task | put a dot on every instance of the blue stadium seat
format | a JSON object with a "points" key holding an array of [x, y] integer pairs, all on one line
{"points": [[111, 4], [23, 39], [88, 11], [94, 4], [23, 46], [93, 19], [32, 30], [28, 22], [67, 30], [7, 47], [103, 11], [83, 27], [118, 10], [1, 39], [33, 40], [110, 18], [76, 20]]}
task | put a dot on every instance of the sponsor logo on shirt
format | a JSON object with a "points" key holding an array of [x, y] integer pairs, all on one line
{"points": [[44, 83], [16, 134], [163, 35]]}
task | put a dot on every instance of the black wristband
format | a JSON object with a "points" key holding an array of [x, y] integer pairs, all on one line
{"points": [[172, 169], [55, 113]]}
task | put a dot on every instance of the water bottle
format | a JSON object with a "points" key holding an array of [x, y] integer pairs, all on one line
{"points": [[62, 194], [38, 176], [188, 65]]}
-=-=-
Reproduce the records word for word, starting at the line that contains "task | put a dot on every instance of the black" and ending at the final line of the records.

◆ Solution below ◆
task | put a dot on every instance of the black wristband
format | a JSON object with a "points" key holding an array of [x, y] integer pairs, all on one line
{"points": [[172, 169], [55, 113]]}
task | put a dot on every instance of the water bottle
format | a JSON object with a "points" key holding an array of [x, y] integer pairs, all on one line
{"points": [[62, 194], [38, 176], [188, 65]]}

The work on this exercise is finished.